# 作業内容:
a - 抜粋を読み、次の問いに答えよ。
(i) 狛江村が伝染病対策として国立大蔵病院との契約で確保していた病床は何床か。
(ii) 同病院を都立病院とするよう請願することが村議会で議決されたのは何年何月何日か。
(iii) 病院組合脱退が可決された町議会で、退席した議員は何人か。
b - 抜粋の「伝染病患者を収容、治療するた」と「病院特別委員会に報告された。」の間を両端も含めて書き写し、その際「狛江村」という名称を「狛江町」に改めよ。

# 抜粋:
━━━━

伝染病患者を収容、治療するための施設として平和病院設立の話力特ち上がったのは、昭和27年のことである。
 当時、医療の面で国立大蔵病院に大きく依存していた狛江村は、伝染病対策として同病院と契約して5床を確保し、伝染病の発生に備えていた。その大蔵病院が地方に委譲されるという話が唐突にあった。同病院の地方委譲は、狛江村としては大問題であった。そこで、27年9月14日の村議会で、同病院を民営とすることなく、都立病院とするよう請願することを議決するとともに、病院特別委員会を設置し、対策の検討並びに要請活動を行った。
 その結果、病院側から「大蔵病院が委譲されるようなことはない」との回答を得て、28年10月6日の病院特別委員会に報告された。
 この頃、狛江町のほか、府中、多磨、西府、調布、神代の6町村による病院組合の設立が同年3月12日の町議会で議決され、慈恵医科大学第三病院に委託して同病院の敷地の一角に平和病院を設置することになったが、地元住民の一部から反対運動が起こり、この病院建設問題は紛糾した。同年12月14日、町議会において16人の退席議員がある中で、病院組合脱退が可決された。しかし、6か町村議会が議決し、都知事の認可を受けて設置されたものなので、病院組合からの脱退は認められなかった。

━━━━

# データ:
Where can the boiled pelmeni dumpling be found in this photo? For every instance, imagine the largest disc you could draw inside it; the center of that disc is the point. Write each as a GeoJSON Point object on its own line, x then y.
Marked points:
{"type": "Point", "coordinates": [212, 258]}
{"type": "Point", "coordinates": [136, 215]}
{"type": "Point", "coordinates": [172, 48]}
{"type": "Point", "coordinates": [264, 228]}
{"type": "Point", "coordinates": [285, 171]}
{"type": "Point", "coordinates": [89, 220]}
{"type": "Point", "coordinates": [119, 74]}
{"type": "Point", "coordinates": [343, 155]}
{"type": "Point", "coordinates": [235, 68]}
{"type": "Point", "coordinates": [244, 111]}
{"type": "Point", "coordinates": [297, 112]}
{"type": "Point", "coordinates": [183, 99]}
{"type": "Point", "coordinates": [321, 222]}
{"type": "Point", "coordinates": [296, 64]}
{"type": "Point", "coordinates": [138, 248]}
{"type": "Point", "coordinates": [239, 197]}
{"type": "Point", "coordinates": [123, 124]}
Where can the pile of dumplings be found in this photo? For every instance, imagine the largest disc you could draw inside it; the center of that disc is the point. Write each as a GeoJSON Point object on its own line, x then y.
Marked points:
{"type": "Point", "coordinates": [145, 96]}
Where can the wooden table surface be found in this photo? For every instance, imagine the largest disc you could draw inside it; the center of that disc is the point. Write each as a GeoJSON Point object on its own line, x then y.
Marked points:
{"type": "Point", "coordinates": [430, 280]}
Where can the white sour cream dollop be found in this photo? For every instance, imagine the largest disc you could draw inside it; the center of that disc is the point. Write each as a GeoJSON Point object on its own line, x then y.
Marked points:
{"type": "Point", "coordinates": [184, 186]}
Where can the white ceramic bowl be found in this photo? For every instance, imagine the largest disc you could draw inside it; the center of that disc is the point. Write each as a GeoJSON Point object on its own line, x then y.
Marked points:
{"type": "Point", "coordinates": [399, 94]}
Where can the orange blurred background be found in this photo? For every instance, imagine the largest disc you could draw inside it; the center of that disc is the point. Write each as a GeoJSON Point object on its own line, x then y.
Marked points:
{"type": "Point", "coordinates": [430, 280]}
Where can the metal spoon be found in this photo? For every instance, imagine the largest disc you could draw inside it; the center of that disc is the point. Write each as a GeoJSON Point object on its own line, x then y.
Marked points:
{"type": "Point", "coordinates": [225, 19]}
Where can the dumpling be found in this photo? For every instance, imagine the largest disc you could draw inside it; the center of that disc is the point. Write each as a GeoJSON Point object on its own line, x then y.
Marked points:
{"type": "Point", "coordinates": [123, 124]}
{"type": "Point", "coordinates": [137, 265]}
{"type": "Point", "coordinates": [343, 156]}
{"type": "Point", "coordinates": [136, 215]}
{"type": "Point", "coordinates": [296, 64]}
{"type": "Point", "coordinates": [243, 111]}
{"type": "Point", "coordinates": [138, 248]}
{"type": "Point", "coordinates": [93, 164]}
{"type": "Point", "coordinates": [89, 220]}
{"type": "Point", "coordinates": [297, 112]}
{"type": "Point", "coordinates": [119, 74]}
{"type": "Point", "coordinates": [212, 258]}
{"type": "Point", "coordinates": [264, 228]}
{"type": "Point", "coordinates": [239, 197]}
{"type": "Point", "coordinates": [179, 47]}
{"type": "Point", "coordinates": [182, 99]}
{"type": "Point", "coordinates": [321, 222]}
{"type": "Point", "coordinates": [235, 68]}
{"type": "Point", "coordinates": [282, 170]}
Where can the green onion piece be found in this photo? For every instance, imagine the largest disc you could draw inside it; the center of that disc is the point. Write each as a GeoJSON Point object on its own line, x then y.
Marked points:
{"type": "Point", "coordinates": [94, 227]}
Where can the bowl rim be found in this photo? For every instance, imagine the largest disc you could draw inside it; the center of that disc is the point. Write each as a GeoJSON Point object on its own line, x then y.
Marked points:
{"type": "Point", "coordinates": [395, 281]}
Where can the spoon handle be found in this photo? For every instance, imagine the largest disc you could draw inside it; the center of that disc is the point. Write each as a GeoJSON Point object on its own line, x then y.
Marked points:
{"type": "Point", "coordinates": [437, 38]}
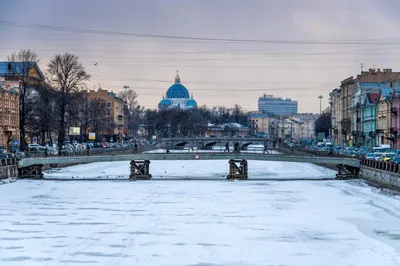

━━━━

# 回答:
a -
(i) 5床
(ii) 昭和27年9月14日
(iii) 16人

b -
伝染病患者を収容、治療するための施設として平和病院設立の話力特ち上がったのは、昭和27年のことである。
 当時、医療の面で国立大蔵病院に大きく依存していた狛江町は、伝染病対策として同病院と契約して5床を確保し、伝染病の発生に備えていた。その大蔵病院が地方に委譲されるという話が唐突にあった。同病院の地方委譲は、狛江町としては大問題であった。そこで、27年9月14日の村議会で、同病院を民営とすることなく、都立病院とするよう請願することを議決するとともに、病院特別委員会を設置し、対策の検討並びに要請活動を行った。
 その結果、病院側から「大蔵病院が委譲されるようなことはない」との回答を得て、28年10月6日の病院特別委員会に報告された。